━━ DATA SHOWN

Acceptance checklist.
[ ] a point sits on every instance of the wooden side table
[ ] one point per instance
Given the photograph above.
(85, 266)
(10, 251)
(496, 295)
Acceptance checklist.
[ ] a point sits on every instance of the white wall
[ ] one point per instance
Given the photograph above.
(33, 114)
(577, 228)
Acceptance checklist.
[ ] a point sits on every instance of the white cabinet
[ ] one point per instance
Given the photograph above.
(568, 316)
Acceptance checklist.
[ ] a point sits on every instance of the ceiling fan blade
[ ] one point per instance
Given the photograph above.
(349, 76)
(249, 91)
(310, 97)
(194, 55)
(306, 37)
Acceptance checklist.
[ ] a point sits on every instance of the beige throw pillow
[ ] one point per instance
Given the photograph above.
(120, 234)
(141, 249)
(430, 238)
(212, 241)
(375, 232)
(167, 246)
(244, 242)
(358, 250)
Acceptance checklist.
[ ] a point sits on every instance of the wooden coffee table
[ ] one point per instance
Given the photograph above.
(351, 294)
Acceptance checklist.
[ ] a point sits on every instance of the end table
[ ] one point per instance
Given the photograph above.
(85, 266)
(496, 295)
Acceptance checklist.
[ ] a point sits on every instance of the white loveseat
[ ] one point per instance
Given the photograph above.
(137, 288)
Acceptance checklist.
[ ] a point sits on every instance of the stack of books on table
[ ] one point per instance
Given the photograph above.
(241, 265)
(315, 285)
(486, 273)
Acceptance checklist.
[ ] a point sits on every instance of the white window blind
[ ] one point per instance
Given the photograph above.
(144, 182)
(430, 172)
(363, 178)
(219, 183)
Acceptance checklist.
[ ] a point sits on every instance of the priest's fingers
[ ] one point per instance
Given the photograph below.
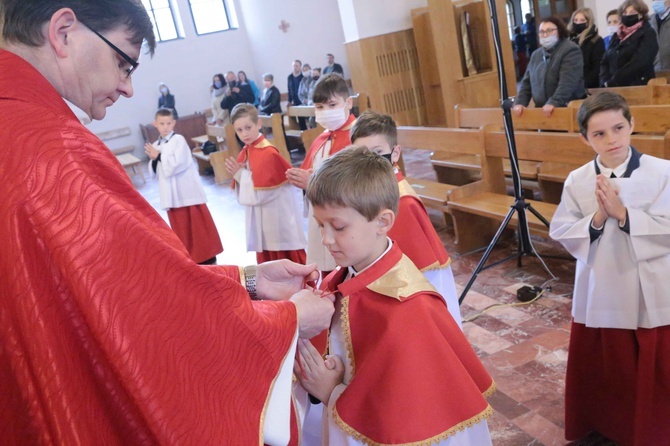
(314, 313)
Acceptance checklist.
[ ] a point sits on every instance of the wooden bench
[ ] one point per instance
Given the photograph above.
(478, 208)
(440, 141)
(656, 92)
(216, 160)
(129, 161)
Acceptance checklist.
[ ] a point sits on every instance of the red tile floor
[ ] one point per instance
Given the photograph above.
(523, 347)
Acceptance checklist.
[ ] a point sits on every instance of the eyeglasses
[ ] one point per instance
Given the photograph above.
(546, 32)
(132, 62)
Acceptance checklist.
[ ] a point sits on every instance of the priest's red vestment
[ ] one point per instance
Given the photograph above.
(109, 333)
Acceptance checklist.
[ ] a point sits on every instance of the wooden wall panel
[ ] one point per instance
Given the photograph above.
(430, 73)
(386, 67)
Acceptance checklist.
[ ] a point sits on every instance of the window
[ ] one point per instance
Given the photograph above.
(163, 18)
(211, 16)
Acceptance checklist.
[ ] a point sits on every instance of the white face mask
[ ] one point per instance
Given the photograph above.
(331, 119)
(549, 41)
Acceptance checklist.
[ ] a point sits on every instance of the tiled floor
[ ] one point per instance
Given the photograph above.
(524, 347)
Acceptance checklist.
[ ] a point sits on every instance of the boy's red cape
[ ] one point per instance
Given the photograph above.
(416, 378)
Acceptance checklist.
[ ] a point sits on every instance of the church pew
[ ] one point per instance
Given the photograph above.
(439, 140)
(477, 209)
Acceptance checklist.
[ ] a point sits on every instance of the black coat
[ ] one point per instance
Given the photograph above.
(593, 49)
(270, 102)
(630, 62)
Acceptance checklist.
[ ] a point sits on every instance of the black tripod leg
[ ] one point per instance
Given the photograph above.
(538, 215)
(487, 253)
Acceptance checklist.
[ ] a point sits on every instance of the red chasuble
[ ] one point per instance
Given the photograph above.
(268, 167)
(109, 332)
(415, 377)
(339, 139)
(414, 232)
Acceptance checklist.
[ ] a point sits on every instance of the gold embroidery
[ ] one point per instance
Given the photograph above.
(346, 332)
(406, 189)
(435, 439)
(402, 281)
(261, 435)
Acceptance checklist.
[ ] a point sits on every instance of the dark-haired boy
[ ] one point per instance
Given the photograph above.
(614, 218)
(332, 106)
(413, 230)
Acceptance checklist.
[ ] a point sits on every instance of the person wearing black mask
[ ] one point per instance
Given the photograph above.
(584, 32)
(629, 60)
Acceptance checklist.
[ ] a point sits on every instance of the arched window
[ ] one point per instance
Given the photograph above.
(511, 20)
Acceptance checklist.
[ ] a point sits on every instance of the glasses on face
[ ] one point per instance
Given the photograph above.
(546, 32)
(132, 62)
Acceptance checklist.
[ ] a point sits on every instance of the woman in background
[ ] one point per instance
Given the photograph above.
(584, 32)
(242, 78)
(629, 60)
(218, 87)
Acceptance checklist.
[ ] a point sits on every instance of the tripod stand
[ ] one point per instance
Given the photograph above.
(520, 206)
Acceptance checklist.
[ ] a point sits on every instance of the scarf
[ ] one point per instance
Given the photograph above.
(625, 32)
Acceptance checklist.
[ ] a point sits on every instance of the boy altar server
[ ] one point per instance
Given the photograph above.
(273, 206)
(614, 218)
(332, 106)
(181, 191)
(400, 370)
(412, 230)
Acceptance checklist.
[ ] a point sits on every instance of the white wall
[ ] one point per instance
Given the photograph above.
(368, 18)
(315, 29)
(600, 9)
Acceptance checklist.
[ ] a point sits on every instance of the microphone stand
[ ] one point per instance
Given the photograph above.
(520, 206)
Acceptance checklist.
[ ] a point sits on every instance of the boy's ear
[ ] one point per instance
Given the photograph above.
(395, 153)
(385, 221)
(62, 22)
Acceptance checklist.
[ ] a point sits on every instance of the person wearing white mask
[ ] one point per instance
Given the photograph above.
(613, 23)
(660, 21)
(555, 73)
(583, 32)
(629, 61)
(332, 107)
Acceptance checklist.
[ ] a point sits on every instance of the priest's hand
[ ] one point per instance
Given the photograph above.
(281, 279)
(608, 199)
(314, 312)
(299, 177)
(317, 376)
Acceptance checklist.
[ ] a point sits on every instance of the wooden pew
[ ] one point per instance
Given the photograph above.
(439, 140)
(130, 162)
(215, 160)
(656, 92)
(478, 208)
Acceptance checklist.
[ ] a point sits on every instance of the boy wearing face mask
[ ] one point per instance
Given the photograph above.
(629, 60)
(660, 21)
(333, 112)
(555, 73)
(412, 231)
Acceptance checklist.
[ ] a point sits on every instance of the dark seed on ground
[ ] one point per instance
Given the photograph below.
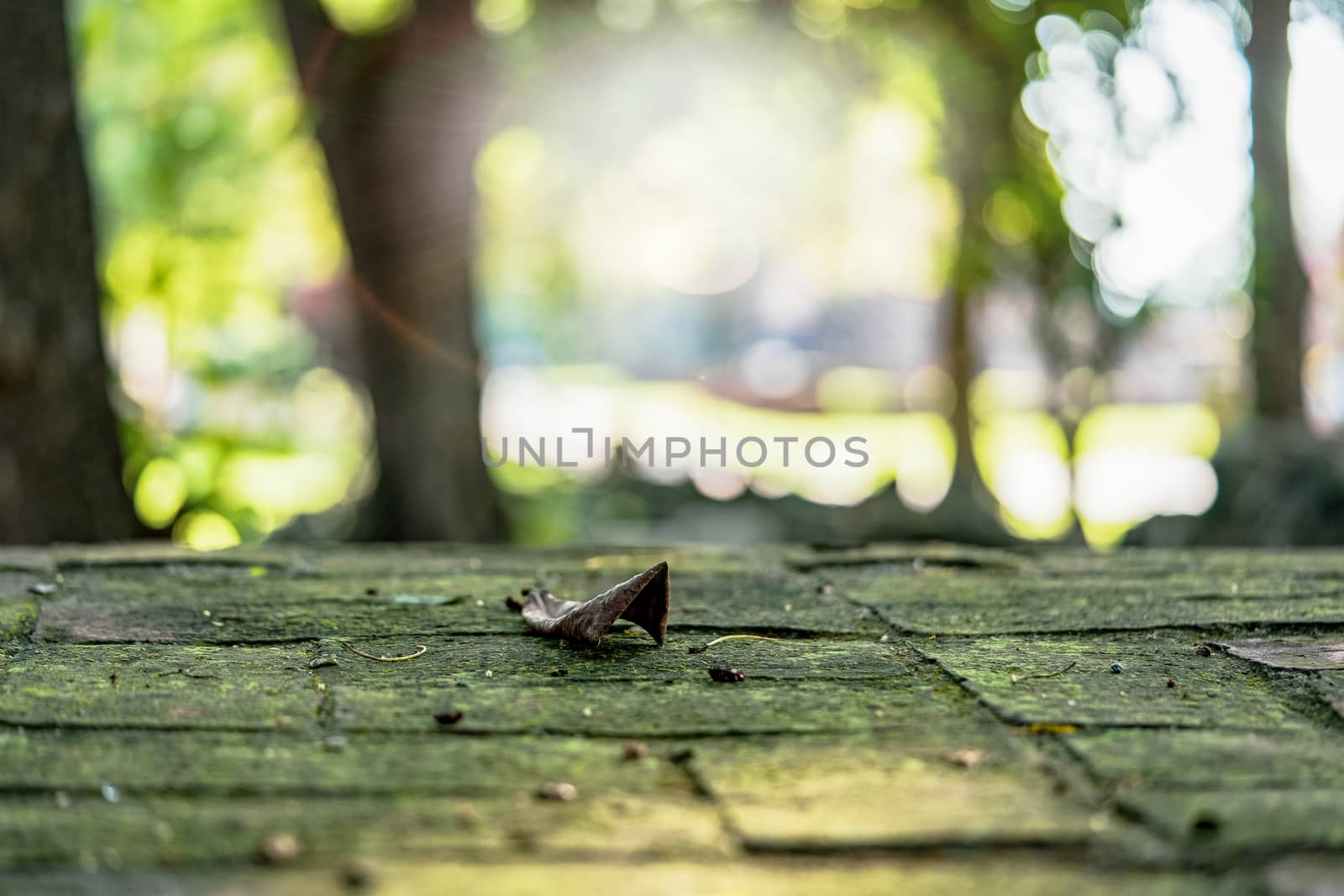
(562, 792)
(726, 674)
(277, 849)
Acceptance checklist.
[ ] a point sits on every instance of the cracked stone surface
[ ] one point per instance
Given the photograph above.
(927, 719)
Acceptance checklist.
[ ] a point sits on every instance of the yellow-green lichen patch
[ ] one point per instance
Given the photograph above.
(1189, 758)
(326, 765)
(1229, 824)
(890, 792)
(801, 876)
(983, 604)
(625, 654)
(1112, 680)
(158, 687)
(631, 710)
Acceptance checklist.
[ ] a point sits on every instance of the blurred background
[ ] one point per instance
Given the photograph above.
(273, 269)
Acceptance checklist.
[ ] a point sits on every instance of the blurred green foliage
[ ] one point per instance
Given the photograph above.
(213, 215)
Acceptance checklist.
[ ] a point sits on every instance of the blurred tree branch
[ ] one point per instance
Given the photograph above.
(60, 459)
(400, 117)
(1281, 288)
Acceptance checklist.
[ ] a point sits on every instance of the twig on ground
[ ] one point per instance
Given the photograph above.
(420, 651)
(1045, 674)
(732, 637)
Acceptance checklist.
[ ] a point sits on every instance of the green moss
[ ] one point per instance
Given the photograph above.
(1207, 691)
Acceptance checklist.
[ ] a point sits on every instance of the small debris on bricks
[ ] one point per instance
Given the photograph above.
(358, 873)
(968, 758)
(562, 792)
(277, 849)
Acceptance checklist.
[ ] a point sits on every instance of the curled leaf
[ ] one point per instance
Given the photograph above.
(643, 600)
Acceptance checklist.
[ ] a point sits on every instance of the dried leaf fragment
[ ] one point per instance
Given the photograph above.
(643, 600)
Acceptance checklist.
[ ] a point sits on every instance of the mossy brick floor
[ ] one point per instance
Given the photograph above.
(927, 720)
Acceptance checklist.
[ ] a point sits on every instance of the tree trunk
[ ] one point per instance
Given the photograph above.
(1280, 282)
(60, 458)
(400, 120)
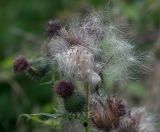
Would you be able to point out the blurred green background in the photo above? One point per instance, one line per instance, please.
(22, 31)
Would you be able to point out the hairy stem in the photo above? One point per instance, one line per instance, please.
(87, 88)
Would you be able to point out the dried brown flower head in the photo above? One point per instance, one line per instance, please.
(106, 113)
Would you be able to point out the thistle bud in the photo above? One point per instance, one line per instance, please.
(74, 103)
(64, 88)
(21, 64)
(106, 114)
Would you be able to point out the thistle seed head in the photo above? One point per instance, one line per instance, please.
(53, 28)
(64, 88)
(21, 64)
(74, 103)
(78, 62)
(106, 113)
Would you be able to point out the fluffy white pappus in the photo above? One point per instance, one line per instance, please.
(78, 63)
(143, 120)
(56, 45)
(124, 59)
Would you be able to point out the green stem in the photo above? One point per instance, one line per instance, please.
(86, 129)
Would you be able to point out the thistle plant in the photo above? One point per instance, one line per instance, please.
(86, 53)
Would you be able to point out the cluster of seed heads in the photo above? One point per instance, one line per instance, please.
(88, 50)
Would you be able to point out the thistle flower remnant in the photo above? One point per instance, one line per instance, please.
(106, 113)
(53, 28)
(21, 64)
(89, 47)
(112, 113)
(74, 103)
(64, 88)
(84, 53)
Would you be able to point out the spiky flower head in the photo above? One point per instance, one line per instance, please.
(74, 103)
(64, 88)
(21, 64)
(106, 113)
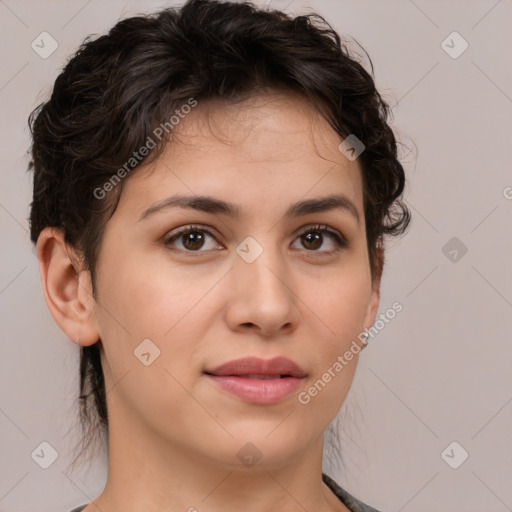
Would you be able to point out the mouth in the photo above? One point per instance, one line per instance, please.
(258, 381)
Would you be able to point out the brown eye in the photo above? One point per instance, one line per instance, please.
(192, 239)
(314, 237)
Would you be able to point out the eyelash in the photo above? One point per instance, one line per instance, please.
(339, 239)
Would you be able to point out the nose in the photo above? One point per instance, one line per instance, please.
(261, 296)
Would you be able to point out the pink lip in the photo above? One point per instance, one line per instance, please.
(284, 377)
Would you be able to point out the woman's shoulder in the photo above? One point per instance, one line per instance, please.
(347, 499)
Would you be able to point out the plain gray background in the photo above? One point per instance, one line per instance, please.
(438, 373)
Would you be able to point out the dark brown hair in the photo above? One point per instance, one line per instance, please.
(118, 88)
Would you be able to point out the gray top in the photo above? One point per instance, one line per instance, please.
(347, 499)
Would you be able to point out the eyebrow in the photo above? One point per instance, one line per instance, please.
(209, 204)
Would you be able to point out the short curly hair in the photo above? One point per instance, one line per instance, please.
(117, 88)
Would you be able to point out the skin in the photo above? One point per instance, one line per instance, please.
(173, 434)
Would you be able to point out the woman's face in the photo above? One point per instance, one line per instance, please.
(263, 283)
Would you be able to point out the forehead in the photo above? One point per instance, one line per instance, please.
(273, 145)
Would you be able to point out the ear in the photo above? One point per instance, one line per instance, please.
(66, 287)
(373, 305)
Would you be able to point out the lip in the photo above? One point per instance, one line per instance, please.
(259, 381)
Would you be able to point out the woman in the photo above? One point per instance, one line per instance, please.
(212, 190)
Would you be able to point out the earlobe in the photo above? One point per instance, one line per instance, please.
(66, 288)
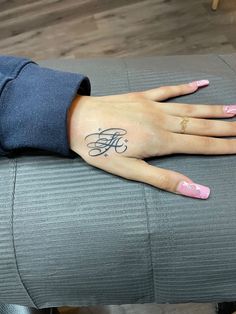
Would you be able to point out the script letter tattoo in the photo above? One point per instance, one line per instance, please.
(106, 139)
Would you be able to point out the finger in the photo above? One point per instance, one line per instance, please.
(200, 111)
(197, 126)
(194, 144)
(165, 92)
(140, 170)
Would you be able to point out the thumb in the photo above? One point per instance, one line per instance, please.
(172, 181)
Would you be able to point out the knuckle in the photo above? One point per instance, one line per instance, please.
(189, 110)
(134, 96)
(164, 182)
(208, 142)
(207, 125)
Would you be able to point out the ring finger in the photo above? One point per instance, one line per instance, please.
(191, 144)
(197, 126)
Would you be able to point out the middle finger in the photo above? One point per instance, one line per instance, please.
(197, 126)
(197, 111)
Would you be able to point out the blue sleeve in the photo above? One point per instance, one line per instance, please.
(34, 101)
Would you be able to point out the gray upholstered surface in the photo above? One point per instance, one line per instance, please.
(82, 236)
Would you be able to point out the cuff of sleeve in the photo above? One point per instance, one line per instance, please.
(34, 108)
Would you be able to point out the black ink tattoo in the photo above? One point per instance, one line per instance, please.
(106, 139)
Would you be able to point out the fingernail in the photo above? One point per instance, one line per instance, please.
(230, 109)
(200, 83)
(193, 190)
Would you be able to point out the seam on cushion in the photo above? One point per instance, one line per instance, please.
(223, 60)
(12, 231)
(146, 210)
(149, 244)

━━━━

Go to the line holding "Would you be able to point out the black" in the entries above and return it, along with every line after it, exactly as written.

RESULT:
Would you be able to point out the black ink tattoo in the photo above? One point per instance, one line per instance, please.
(106, 139)
Would you be able to point out the fingernail in the photo above? One point per instance, one line per instance, please.
(230, 109)
(200, 83)
(193, 190)
Would you be able to point out the seam on cushion in the photo above? One point per instance, one line per instance, please.
(223, 60)
(12, 231)
(146, 210)
(149, 244)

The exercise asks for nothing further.